━━━ Records for the task

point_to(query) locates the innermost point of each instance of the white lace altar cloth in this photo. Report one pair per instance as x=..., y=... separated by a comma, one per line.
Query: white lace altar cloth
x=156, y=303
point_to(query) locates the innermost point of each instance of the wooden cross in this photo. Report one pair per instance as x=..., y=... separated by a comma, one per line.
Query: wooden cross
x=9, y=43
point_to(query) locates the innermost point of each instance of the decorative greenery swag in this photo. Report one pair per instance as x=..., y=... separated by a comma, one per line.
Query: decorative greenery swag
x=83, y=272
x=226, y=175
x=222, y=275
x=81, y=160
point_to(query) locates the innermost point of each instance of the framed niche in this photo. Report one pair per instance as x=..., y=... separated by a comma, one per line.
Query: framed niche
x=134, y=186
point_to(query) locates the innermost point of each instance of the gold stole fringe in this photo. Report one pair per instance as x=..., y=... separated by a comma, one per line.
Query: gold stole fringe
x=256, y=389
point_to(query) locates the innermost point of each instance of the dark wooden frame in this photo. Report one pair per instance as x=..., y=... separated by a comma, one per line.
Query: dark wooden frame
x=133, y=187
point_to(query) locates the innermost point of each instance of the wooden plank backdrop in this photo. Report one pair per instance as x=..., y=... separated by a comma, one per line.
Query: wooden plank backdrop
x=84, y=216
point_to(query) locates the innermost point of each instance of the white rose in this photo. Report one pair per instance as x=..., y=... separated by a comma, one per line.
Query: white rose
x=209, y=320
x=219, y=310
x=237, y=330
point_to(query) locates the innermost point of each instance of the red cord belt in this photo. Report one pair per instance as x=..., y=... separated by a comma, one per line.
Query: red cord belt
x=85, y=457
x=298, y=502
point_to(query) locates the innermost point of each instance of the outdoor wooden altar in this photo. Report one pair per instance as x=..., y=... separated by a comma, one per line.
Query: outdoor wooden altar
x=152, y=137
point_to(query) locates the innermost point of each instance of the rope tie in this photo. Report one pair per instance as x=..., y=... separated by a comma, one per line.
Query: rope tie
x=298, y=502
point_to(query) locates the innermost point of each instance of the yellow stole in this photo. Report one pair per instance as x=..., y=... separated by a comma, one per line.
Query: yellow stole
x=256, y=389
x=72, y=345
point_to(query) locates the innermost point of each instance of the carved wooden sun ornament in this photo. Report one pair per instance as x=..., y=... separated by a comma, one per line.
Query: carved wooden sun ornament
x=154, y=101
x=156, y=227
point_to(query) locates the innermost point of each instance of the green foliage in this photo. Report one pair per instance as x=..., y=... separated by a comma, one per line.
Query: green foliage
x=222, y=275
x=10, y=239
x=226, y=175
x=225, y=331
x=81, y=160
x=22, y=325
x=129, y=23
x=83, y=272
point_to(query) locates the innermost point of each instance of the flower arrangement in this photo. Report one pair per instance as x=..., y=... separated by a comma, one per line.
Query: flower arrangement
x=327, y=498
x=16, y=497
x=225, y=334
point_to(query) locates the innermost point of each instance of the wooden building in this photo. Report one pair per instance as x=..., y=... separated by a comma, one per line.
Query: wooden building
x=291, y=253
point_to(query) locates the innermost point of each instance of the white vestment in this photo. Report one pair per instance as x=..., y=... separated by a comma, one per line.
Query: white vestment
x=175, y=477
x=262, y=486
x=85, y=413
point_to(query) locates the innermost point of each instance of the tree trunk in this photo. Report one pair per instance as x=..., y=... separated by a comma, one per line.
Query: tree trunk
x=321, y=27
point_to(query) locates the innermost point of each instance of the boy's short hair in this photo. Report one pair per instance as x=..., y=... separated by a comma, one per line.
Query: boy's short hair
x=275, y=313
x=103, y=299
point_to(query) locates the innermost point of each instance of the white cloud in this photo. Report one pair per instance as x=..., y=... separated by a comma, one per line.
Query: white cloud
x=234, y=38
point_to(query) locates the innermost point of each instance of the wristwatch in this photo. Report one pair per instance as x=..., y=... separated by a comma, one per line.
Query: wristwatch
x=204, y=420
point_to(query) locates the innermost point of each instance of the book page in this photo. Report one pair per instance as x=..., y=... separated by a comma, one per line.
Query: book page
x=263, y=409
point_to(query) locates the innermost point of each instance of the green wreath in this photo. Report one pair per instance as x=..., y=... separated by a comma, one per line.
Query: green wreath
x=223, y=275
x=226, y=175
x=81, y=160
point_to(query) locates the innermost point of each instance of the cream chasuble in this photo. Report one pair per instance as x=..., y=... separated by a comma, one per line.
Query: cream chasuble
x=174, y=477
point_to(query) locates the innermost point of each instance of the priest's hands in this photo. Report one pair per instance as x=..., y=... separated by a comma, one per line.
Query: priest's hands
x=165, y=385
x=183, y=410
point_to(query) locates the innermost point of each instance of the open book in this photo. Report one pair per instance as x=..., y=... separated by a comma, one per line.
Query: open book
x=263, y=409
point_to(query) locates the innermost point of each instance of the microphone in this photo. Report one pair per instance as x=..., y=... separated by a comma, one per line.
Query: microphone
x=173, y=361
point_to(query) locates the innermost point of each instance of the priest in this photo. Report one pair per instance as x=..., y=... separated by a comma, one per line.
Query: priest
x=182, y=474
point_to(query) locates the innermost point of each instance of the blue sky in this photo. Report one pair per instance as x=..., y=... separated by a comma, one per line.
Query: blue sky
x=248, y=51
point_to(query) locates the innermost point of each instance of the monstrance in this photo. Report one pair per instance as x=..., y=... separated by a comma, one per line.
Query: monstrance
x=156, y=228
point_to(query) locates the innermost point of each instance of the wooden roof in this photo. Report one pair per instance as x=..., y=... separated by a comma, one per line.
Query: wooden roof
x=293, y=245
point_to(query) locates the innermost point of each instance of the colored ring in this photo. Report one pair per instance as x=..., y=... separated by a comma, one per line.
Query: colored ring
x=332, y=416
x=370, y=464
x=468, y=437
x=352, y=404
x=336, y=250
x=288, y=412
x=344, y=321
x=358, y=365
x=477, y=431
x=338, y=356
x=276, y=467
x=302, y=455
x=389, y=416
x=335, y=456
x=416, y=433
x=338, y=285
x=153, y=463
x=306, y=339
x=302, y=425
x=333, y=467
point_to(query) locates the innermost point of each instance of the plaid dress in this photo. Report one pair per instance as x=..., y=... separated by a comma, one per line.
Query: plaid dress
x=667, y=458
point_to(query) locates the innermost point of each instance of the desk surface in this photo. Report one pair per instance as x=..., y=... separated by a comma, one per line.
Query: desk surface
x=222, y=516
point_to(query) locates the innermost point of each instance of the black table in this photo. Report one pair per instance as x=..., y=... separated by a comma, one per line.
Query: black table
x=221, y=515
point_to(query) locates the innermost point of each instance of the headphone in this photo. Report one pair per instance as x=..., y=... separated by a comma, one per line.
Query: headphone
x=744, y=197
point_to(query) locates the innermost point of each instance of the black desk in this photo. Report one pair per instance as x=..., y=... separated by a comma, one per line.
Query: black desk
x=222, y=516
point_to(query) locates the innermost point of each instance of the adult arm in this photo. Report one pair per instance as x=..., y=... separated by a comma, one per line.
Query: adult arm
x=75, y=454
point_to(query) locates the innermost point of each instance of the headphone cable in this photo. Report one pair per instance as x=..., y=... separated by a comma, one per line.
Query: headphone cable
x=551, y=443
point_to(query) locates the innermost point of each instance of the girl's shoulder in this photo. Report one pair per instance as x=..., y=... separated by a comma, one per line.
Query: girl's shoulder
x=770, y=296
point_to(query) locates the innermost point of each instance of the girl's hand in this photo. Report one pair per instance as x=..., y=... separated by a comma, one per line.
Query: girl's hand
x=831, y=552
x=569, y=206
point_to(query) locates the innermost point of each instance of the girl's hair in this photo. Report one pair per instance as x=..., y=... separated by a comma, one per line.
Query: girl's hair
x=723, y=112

━━━━━━

### Instructions to follow
Put every one of the lines above into a Markdown table with two columns, Row and Line. Number each row and leave out any blank lines.

### Result
| Row | Line |
|---|---|
| 1 | point_to(query) locates the innermost point of each instance of the white lace altar cloth in this photo. Report one pair per instance as x=..., y=... separated by a comma, one per line. |
| 2 | Query: white lace altar cloth |
| 3 | x=156, y=303 |
| 4 | point_to(query) locates the innermost point of each instance of the wooden cross in this photo. Report one pair per instance as x=..., y=... separated by a comma, one per line. |
| 5 | Query: wooden cross |
| 6 | x=9, y=43 |
| 7 | point_to(query) locates the innermost point of each instance of the decorative greenery swag in this photo. Report one pair per instance as x=..., y=... separated by a comma, one per line. |
| 8 | Query: decorative greenery swag |
| 9 | x=83, y=272 |
| 10 | x=226, y=175 |
| 11 | x=222, y=275 |
| 12 | x=81, y=160 |
| 13 | point_to(query) locates the innermost point of each instance of the framed niche in this photo. Report one pair per instance as x=..., y=... separated by a comma, one per line. |
| 14 | Query: framed niche |
| 15 | x=134, y=186 |
| 16 | point_to(query) locates the innermost point of each instance of the gold stole fringe in this photo. Report one pair per instance as x=..., y=... separated by a comma, one per line. |
| 17 | Query: gold stole fringe |
| 18 | x=256, y=389 |
| 19 | point_to(query) locates the innermost point of each instance of the dark wooden frame in this photo. Report one pair per instance as x=..., y=... separated by a comma, one per line. |
| 20 | Query: dark wooden frame |
| 21 | x=133, y=187 |
| 22 | point_to(query) locates the innermost point of each instance of the wooden plank backdrop in this photo. Report one pair per instance as x=..., y=... separated by a comma, one per line. |
| 23 | Query: wooden plank backdrop |
| 24 | x=84, y=216 |
| 25 | point_to(query) locates the innermost point of each instance of the white rose in this photo. Report one pair per instance as x=..., y=... separated by a comma, one per line. |
| 26 | Query: white rose |
| 27 | x=209, y=320 |
| 28 | x=219, y=310 |
| 29 | x=237, y=330 |
| 30 | point_to(query) locates the innermost point of each instance of the red cord belt in this photo. Report one pair per instance as x=..., y=... separated by a comma, one per line. |
| 31 | Query: red cord belt |
| 32 | x=85, y=457 |
| 33 | x=298, y=502 |
| 34 | point_to(query) locates the innermost point of each instance of the outdoor wooden altar in this photo. Report one pair per instance as x=..., y=... separated by a comma, one per line. |
| 35 | Query: outdoor wooden altar |
| 36 | x=152, y=137 |
| 37 | point_to(query) locates the innermost point of each instance of the rope tie in this photo. Report one pair per instance as x=..., y=... separated by a comma, one per line. |
| 38 | Query: rope tie |
| 39 | x=298, y=502 |
| 40 | point_to(query) locates the innermost point of each instance of the yellow stole in this photo. Report one pair per instance as x=..., y=... separated by a comma, one per line. |
| 41 | Query: yellow stole |
| 42 | x=256, y=389 |
| 43 | x=72, y=345 |
| 44 | point_to(query) locates the innermost point of each instance of the carved wooden sun ornament in this photo. Report one pair per instance as x=..., y=... separated by a comma, one per line. |
| 45 | Query: carved wooden sun ornament |
| 46 | x=154, y=101 |
| 47 | x=156, y=227 |
| 48 | point_to(query) locates the innermost point of each instance of the green foliage in this photo. Report one pair per instance as x=..., y=... separated by a comma, one per line. |
| 49 | Query: green foliage |
| 50 | x=222, y=275 |
| 51 | x=10, y=239 |
| 52 | x=226, y=175 |
| 53 | x=225, y=331 |
| 54 | x=81, y=160 |
| 55 | x=22, y=325 |
| 56 | x=129, y=23 |
| 57 | x=83, y=272 |
| 58 | point_to(query) locates the innermost point of each instance of the flower arrangement in this photo. Report one pair per instance as x=..., y=... separated by a comma, one per line. |
| 59 | Query: flower arrangement |
| 60 | x=327, y=498 |
| 61 | x=16, y=497 |
| 62 | x=225, y=334 |
| 63 | point_to(query) locates the innermost point of each instance of the wooden building in this photo. Report one pair per instance as x=..., y=... separated by a comma, one per line. |
| 64 | Query: wooden building |
| 65 | x=291, y=253 |
| 66 | point_to(query) locates the innermost point of each instance of the white vestment in this photo. Report one pair per instance as x=..., y=... separated by a comma, one per line. |
| 67 | Query: white vestment |
| 68 | x=175, y=477 |
| 69 | x=262, y=486 |
| 70 | x=85, y=413 |
| 71 | point_to(query) locates the innermost point of each instance of the tree trunk in this photo. Report one pair per instance as x=..., y=... separated by a comma, one per line. |
| 72 | Query: tree trunk |
| 73 | x=321, y=27 |
| 74 | point_to(query) locates the innermost point of each instance of the boy's short hair in this photo. Report one pair per instance as x=..., y=... separated by a comma, one per line. |
| 75 | Query: boy's short hair |
| 76 | x=275, y=313 |
| 77 | x=103, y=299 |
| 78 | point_to(query) locates the innermost point of each instance of the white cloud in this photo. Report one pair per instance as x=..., y=... separated by a comma, one per line. |
| 79 | Query: white cloud |
| 80 | x=234, y=38 |
| 81 | point_to(query) locates the innermost point of each instance of the wristwatch in this photo. Report one pair per instance as x=..., y=... separated by a comma, one per line. |
| 82 | Query: wristwatch |
| 83 | x=204, y=420 |
| 84 | point_to(query) locates the innermost point of each instance of the book page in this photo. Report one pair per instance as x=..., y=... separated by a comma, one per line. |
| 85 | Query: book page |
| 86 | x=263, y=409 |
| 87 | point_to(query) locates the innermost point of each instance of the green wreath in this photo. Report one pair per instance as x=..., y=... separated by a comma, one per line. |
| 88 | Query: green wreath |
| 89 | x=223, y=275 |
| 90 | x=226, y=175 |
| 91 | x=81, y=160 |
| 92 | point_to(query) locates the innermost point of each instance of the cream chasuble in this photo. Report one pair per instance as x=..., y=... separated by a comma, one per line. |
| 93 | Query: cream chasuble |
| 94 | x=174, y=477 |
| 95 | point_to(query) locates the innermost point of each instance of the priest's hands in this photo. Report one pair per instance as x=..., y=... separated by a comma, one per line. |
| 96 | Query: priest's hands |
| 97 | x=165, y=385 |
| 98 | x=183, y=410 |
| 99 | point_to(query) locates the innermost point of each instance of the open book in this photo. Report one pair per instance as x=..., y=... separated by a comma, one per line. |
| 100 | Query: open book |
| 101 | x=263, y=409 |
| 102 | point_to(query) locates the innermost point of each instance of the microphone in this photo. Report one pair per instance as x=..., y=... separated by a comma, one per line. |
| 103 | Query: microphone |
| 104 | x=173, y=361 |
| 105 | point_to(query) locates the innermost point of each instance of the priest in this photo. Report one pair per instance as x=..., y=... separated by a comma, one per line. |
| 106 | Query: priest |
| 107 | x=182, y=474 |
| 108 | point_to(query) locates the innermost point of each instance of the blue sky in this photo. Report one pair per instance as x=..., y=... separated by a comma, one per line. |
| 109 | Query: blue sky |
| 110 | x=248, y=51 |
| 111 | point_to(query) locates the innermost point of each instance of the monstrance in this photo. Report one pair per instance as x=..., y=... separated by a comma, one per line. |
| 112 | Query: monstrance |
| 113 | x=156, y=228 |
| 114 | point_to(query) locates the innermost point of each instance of the wooden roof in this photo. Report one pair per instance as x=..., y=... separated by a comma, one per line. |
| 115 | Query: wooden roof |
| 116 | x=293, y=245 |
| 117 | point_to(query) locates the innermost point of each instance of the colored ring in this photo. Report one pair per instance as x=..., y=... separated by a comma, one per line. |
| 118 | Query: colored ring |
| 119 | x=332, y=416 |
| 120 | x=370, y=464 |
| 121 | x=468, y=437 |
| 122 | x=352, y=404 |
| 123 | x=336, y=250 |
| 124 | x=288, y=412 |
| 125 | x=344, y=321 |
| 126 | x=358, y=365 |
| 127 | x=477, y=431 |
| 128 | x=338, y=356 |
| 129 | x=276, y=467 |
| 130 | x=302, y=455 |
| 131 | x=389, y=416 |
| 132 | x=335, y=456 |
| 133 | x=416, y=433 |
| 134 | x=338, y=285 |
| 135 | x=153, y=463 |
| 136 | x=306, y=339 |
| 137 | x=302, y=425 |
| 138 | x=333, y=467 |
| 139 | point_to(query) locates the innermost point of each instance of the plaid dress in this photo. Report one pair per instance as x=..., y=... separated by a comma, one per line. |
| 140 | Query: plaid dress |
| 141 | x=667, y=458 |
| 142 | point_to(query) locates the innermost point of each instance of the desk surface in this photo. Report one pair per instance as x=..., y=... separated by a comma, one per line. |
| 143 | Query: desk surface |
| 144 | x=222, y=516 |
| 145 | point_to(query) locates the innermost point of each instance of the black table in this photo. Report one pair per instance as x=..., y=... separated by a comma, one per line. |
| 146 | Query: black table |
| 147 | x=221, y=515 |
| 148 | point_to(query) locates the innermost point of each instance of the headphone in this photo. Report one pair per instance as x=..., y=... separated by a comma, one per line. |
| 149 | Query: headphone |
| 150 | x=744, y=197 |
| 151 | point_to(query) locates the innermost point of each instance of the black desk in this photo. Report one pair per instance as x=..., y=... separated by a comma, one per line. |
| 152 | Query: black desk |
| 153 | x=222, y=516 |
| 154 | point_to(query) locates the innermost point of each instance of the adult arm in this photo. Report one pair per instance as x=..., y=... separated by a comma, one per line. |
| 155 | Query: adult arm |
| 156 | x=75, y=454 |
| 157 | point_to(query) locates the innermost point of each instance of the headphone cable in this photo. Report one pair per instance as x=..., y=... separated by a comma, one per line. |
| 158 | Query: headphone cable |
| 159 | x=551, y=443 |
| 160 | point_to(query) locates the innermost point of each instance of the girl's shoulder in this photo. Report one pair per instance as x=..., y=... separated by a comma, one per line. |
| 161 | Query: girl's shoulder |
| 162 | x=770, y=296 |
| 163 | point_to(query) locates the innermost point of each instance of the girl's hand in this photo. Report one pair per instance as x=..., y=... separated by a comma, one per line. |
| 164 | Query: girl's hand |
| 165 | x=831, y=552 |
| 166 | x=569, y=206 |
| 167 | point_to(query) locates the innermost point of each instance of the girl's hair in this photo. Report one pair per instance as x=..., y=... separated by a comma, one per line. |
| 168 | Query: girl's hair |
| 169 | x=723, y=112 |